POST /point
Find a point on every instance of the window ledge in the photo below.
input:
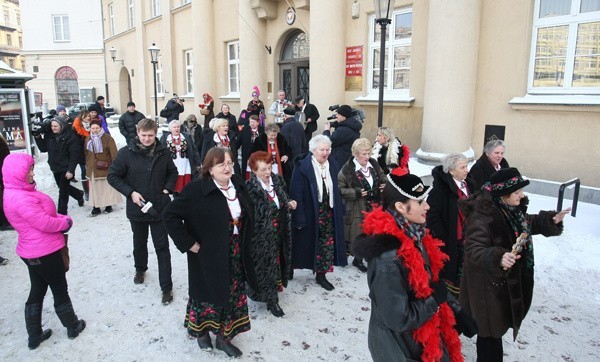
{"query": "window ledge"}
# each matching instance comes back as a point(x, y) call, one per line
point(567, 102)
point(390, 100)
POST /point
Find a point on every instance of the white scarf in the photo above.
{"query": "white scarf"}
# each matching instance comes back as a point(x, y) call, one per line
point(320, 171)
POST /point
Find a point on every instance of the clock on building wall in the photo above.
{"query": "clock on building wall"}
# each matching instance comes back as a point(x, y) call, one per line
point(290, 15)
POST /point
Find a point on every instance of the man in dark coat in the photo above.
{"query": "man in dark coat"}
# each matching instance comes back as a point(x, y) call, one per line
point(293, 132)
point(62, 146)
point(250, 133)
point(311, 115)
point(128, 121)
point(347, 130)
point(145, 173)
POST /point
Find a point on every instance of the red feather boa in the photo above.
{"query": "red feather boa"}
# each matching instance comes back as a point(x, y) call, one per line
point(441, 325)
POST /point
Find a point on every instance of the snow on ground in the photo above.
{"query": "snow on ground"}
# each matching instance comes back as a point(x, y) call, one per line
point(127, 322)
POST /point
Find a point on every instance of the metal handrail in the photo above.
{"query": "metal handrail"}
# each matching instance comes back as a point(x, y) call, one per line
point(561, 195)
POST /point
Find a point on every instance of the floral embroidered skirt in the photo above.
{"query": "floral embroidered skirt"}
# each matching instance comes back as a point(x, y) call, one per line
point(325, 242)
point(229, 320)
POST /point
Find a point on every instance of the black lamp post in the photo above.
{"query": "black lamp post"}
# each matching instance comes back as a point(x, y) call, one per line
point(154, 50)
point(382, 13)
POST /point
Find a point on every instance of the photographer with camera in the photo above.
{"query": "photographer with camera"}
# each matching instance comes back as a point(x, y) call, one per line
point(347, 130)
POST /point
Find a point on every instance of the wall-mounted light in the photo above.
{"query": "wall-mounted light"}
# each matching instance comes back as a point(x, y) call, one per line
point(113, 55)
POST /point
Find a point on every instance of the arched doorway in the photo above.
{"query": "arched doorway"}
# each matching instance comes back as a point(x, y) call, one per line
point(67, 88)
point(294, 70)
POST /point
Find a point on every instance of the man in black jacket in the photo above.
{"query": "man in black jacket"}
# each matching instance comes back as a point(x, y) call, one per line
point(62, 146)
point(128, 121)
point(145, 173)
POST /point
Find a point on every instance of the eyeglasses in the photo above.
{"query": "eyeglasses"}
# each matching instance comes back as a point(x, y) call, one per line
point(224, 165)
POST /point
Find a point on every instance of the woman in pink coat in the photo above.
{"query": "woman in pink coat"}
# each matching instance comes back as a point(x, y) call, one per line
point(33, 215)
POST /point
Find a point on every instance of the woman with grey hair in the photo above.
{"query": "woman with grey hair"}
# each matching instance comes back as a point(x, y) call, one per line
point(490, 161)
point(219, 135)
point(445, 220)
point(361, 180)
point(317, 223)
point(183, 152)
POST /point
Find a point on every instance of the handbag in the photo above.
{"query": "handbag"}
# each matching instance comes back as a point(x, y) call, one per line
point(64, 252)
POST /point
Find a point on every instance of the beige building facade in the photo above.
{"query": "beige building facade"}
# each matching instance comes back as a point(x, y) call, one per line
point(456, 71)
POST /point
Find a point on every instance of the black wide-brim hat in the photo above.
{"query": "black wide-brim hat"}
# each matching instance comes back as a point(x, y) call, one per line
point(408, 185)
point(506, 181)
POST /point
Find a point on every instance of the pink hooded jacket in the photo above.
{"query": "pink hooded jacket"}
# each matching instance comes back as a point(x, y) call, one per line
point(30, 212)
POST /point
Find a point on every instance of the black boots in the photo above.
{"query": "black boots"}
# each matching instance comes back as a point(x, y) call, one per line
point(358, 263)
point(323, 282)
point(227, 347)
point(69, 320)
point(33, 323)
point(274, 308)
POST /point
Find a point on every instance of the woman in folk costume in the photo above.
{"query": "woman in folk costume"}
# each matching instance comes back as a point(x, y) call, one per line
point(411, 318)
point(183, 152)
point(389, 151)
point(100, 146)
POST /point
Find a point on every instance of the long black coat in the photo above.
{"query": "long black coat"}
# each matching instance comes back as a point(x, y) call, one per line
point(270, 253)
point(200, 214)
point(305, 219)
point(342, 138)
point(245, 142)
point(132, 171)
point(497, 299)
point(64, 152)
point(481, 171)
point(442, 219)
point(127, 123)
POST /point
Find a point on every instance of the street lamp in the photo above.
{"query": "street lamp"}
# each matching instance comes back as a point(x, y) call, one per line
point(382, 13)
point(154, 50)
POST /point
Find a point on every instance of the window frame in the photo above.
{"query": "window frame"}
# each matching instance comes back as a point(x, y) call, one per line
point(235, 62)
point(188, 60)
point(391, 45)
point(64, 19)
point(572, 20)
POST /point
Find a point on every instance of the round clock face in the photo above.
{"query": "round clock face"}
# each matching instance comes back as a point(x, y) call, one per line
point(290, 16)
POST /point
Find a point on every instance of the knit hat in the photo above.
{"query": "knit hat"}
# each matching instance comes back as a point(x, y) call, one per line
point(505, 181)
point(345, 111)
point(408, 185)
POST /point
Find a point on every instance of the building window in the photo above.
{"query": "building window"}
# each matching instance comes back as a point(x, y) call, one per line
point(131, 14)
point(565, 53)
point(159, 84)
point(233, 63)
point(189, 72)
point(60, 24)
point(111, 18)
point(397, 52)
point(155, 8)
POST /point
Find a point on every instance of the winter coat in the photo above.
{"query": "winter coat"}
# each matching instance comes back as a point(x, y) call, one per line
point(127, 124)
point(342, 138)
point(209, 142)
point(133, 171)
point(109, 153)
point(245, 142)
point(497, 299)
point(355, 203)
point(63, 149)
point(481, 171)
point(305, 219)
point(293, 132)
point(200, 214)
point(269, 252)
point(31, 212)
point(442, 220)
point(395, 310)
point(191, 153)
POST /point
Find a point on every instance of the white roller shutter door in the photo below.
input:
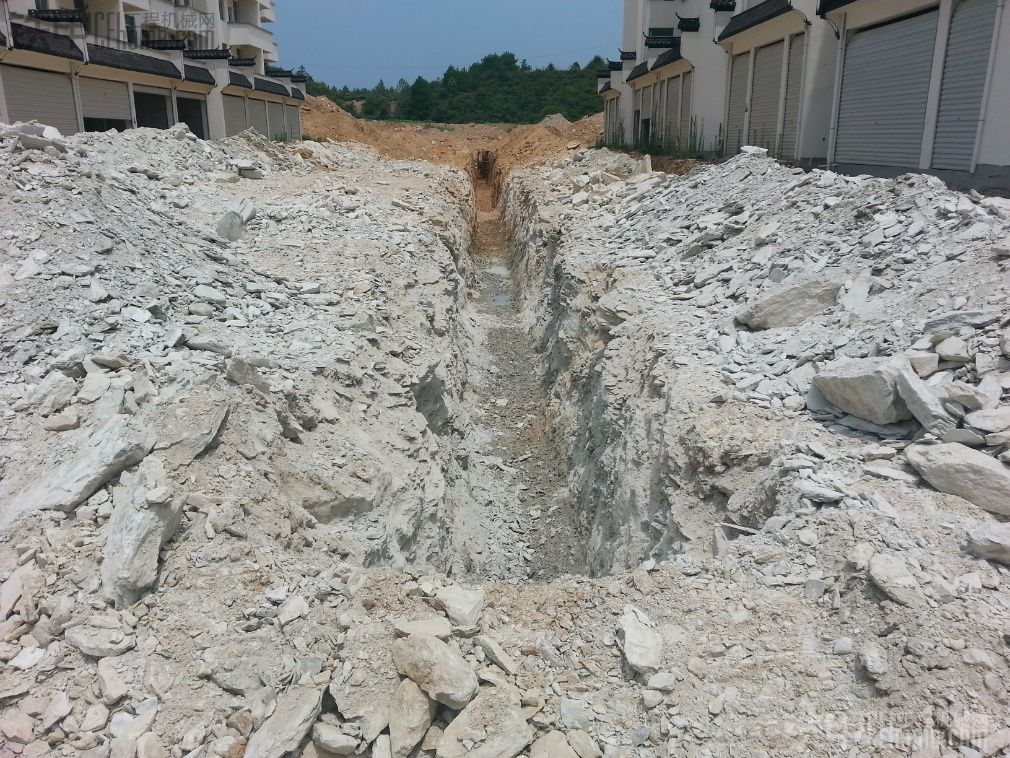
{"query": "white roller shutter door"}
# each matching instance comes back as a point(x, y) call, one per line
point(42, 96)
point(276, 113)
point(103, 99)
point(969, 49)
point(736, 114)
point(674, 113)
point(794, 85)
point(293, 117)
point(885, 86)
point(234, 114)
point(685, 135)
point(766, 97)
point(258, 115)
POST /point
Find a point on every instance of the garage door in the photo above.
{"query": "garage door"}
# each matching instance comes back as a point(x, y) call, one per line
point(103, 102)
point(276, 113)
point(258, 115)
point(794, 84)
point(766, 97)
point(885, 86)
point(40, 95)
point(738, 78)
point(686, 135)
point(969, 49)
point(673, 120)
point(294, 121)
point(234, 114)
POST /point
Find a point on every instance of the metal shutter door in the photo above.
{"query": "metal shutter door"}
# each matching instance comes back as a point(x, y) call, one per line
point(234, 114)
point(674, 113)
point(102, 99)
point(794, 84)
point(40, 95)
point(685, 134)
point(276, 113)
point(258, 115)
point(885, 86)
point(293, 120)
point(766, 96)
point(737, 102)
point(964, 84)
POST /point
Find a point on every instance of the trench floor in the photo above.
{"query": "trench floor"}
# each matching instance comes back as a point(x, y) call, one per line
point(516, 408)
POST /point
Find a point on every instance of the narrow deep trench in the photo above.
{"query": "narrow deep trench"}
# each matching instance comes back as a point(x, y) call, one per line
point(514, 402)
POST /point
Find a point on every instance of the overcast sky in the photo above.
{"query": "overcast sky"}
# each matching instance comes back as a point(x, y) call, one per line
point(357, 42)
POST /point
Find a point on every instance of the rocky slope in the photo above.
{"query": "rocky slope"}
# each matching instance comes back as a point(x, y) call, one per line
point(253, 501)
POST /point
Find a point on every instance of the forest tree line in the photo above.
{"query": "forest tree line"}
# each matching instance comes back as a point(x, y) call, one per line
point(499, 88)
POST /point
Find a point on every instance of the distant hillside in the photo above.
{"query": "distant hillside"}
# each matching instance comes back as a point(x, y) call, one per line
point(498, 89)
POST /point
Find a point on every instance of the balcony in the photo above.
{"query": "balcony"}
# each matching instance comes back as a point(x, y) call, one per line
point(249, 35)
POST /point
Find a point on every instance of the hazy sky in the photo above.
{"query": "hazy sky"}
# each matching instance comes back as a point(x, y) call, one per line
point(360, 41)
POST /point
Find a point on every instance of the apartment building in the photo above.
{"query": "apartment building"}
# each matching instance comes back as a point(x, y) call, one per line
point(96, 65)
point(865, 86)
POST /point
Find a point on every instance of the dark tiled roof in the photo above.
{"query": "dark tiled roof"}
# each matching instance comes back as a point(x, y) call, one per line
point(826, 6)
point(129, 61)
point(671, 56)
point(638, 71)
point(38, 40)
point(239, 80)
point(199, 75)
point(265, 85)
point(750, 17)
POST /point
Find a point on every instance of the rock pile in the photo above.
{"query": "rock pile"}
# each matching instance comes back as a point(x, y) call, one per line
point(247, 509)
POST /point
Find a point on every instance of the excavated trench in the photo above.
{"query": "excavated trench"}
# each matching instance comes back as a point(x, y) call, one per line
point(512, 402)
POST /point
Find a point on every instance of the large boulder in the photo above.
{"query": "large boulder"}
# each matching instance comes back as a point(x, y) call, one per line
point(436, 668)
point(866, 387)
point(491, 727)
point(957, 470)
point(795, 300)
point(641, 643)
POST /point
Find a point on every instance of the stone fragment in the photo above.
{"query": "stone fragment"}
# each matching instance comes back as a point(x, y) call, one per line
point(411, 713)
point(639, 640)
point(924, 403)
point(332, 740)
point(795, 300)
point(990, 420)
point(296, 712)
point(99, 642)
point(492, 726)
point(891, 575)
point(136, 532)
point(496, 654)
point(865, 387)
point(435, 627)
point(436, 668)
point(552, 745)
point(463, 606)
point(991, 541)
point(109, 451)
point(958, 470)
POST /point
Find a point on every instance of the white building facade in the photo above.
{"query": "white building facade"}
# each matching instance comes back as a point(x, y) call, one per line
point(96, 65)
point(867, 86)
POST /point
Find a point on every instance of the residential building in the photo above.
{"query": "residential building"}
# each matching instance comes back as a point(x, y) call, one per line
point(96, 65)
point(868, 86)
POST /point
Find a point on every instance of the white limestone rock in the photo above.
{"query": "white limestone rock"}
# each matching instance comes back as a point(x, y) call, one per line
point(866, 387)
point(296, 712)
point(641, 643)
point(436, 668)
point(958, 470)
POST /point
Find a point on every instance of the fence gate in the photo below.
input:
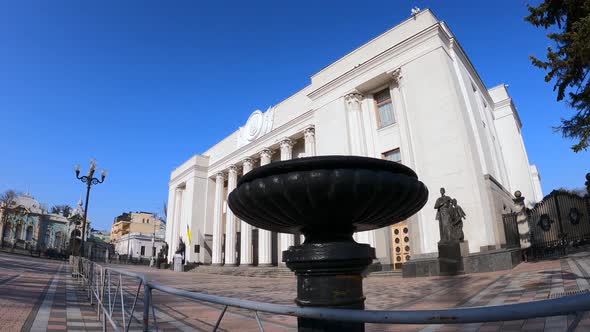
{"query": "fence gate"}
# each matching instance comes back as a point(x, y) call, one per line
point(559, 221)
point(511, 230)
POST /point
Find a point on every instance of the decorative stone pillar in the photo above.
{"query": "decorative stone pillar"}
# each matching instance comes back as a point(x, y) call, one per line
point(217, 219)
point(245, 228)
point(286, 240)
point(176, 221)
point(358, 146)
point(230, 220)
point(264, 236)
point(522, 222)
point(309, 138)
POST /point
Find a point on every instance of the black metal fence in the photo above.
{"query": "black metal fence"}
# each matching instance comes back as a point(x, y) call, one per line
point(511, 230)
point(558, 222)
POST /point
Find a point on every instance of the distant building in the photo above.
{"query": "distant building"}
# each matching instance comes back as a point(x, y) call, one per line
point(138, 245)
point(409, 95)
point(26, 224)
point(135, 222)
point(103, 236)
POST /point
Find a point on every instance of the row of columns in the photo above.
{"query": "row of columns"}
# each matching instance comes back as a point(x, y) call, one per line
point(264, 236)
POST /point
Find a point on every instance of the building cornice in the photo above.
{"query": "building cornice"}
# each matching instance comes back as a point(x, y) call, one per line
point(270, 139)
point(182, 175)
point(506, 104)
point(357, 49)
point(377, 60)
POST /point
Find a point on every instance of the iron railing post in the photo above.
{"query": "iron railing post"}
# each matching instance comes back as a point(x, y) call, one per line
point(146, 305)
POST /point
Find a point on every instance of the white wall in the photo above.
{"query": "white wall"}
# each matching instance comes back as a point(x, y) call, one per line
point(508, 126)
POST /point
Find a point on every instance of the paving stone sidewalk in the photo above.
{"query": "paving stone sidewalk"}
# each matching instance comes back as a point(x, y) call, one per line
point(527, 282)
point(41, 295)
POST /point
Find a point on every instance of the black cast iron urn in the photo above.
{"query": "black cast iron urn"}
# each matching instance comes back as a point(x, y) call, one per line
point(327, 199)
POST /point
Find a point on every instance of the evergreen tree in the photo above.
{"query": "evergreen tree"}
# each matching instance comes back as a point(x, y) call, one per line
point(568, 62)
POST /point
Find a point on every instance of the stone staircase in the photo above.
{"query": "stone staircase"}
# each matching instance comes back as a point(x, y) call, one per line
point(270, 272)
point(390, 273)
point(254, 271)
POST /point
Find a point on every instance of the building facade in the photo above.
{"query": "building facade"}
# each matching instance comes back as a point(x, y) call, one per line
point(135, 222)
point(137, 245)
point(26, 224)
point(410, 95)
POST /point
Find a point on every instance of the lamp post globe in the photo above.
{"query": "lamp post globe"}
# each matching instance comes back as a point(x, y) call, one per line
point(89, 180)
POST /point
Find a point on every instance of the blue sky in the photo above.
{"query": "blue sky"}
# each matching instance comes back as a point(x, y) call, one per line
point(143, 85)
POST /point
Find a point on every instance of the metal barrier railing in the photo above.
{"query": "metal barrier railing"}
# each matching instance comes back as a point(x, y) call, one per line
point(98, 281)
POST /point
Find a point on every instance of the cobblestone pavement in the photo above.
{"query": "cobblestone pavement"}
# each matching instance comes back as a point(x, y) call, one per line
point(40, 295)
point(527, 282)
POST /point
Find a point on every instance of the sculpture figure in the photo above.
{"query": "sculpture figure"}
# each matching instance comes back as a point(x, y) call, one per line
point(450, 217)
point(457, 223)
point(444, 215)
point(165, 250)
point(181, 249)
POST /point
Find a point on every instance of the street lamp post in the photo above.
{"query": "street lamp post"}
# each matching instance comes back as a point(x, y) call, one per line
point(152, 262)
point(89, 180)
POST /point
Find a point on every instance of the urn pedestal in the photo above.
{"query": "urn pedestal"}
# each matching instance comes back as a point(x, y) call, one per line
point(327, 199)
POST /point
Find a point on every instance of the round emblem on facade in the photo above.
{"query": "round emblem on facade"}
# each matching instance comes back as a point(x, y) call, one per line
point(254, 125)
point(574, 216)
point(545, 222)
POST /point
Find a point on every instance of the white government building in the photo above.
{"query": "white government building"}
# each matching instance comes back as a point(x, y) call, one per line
point(409, 95)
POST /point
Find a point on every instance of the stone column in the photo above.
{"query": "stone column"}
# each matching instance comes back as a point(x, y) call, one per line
point(285, 240)
point(522, 220)
point(358, 146)
point(217, 219)
point(230, 220)
point(245, 228)
point(309, 138)
point(176, 221)
point(264, 236)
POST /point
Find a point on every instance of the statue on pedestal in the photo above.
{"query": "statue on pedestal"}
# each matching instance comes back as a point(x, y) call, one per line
point(181, 249)
point(165, 251)
point(457, 221)
point(450, 217)
point(444, 214)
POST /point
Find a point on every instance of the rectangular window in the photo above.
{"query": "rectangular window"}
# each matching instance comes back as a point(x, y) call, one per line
point(384, 107)
point(393, 155)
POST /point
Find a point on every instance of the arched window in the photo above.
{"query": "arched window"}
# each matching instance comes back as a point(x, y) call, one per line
point(18, 233)
point(7, 230)
point(58, 239)
point(29, 233)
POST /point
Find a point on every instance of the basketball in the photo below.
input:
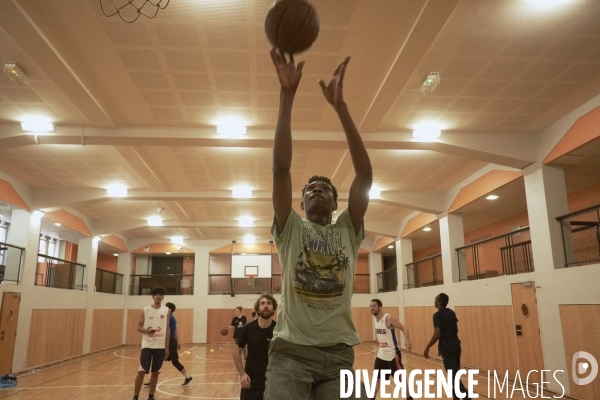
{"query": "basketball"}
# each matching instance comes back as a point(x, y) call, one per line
point(292, 26)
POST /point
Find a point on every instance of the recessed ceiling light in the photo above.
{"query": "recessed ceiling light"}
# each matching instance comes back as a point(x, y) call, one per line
point(37, 126)
point(375, 192)
point(116, 190)
point(231, 127)
point(155, 221)
point(241, 192)
point(246, 221)
point(38, 214)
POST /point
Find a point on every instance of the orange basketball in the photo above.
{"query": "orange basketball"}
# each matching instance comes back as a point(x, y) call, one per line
point(292, 26)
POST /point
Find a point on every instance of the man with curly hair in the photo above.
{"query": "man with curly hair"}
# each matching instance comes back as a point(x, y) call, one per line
point(314, 335)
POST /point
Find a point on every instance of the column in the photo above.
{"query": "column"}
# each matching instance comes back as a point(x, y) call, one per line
point(452, 236)
point(547, 199)
point(88, 254)
point(24, 232)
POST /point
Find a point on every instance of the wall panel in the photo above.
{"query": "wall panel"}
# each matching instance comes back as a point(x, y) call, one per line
point(55, 335)
point(107, 329)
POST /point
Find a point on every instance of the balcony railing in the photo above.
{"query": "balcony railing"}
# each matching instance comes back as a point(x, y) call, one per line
point(425, 272)
point(175, 284)
point(109, 282)
point(11, 257)
point(506, 254)
point(57, 273)
point(387, 281)
point(581, 236)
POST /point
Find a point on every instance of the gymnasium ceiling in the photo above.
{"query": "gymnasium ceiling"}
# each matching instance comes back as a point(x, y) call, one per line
point(137, 104)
........
What is expected: State how many lines of the rows above contain the string "dark". Reply with the number alone.

Response to the task: 4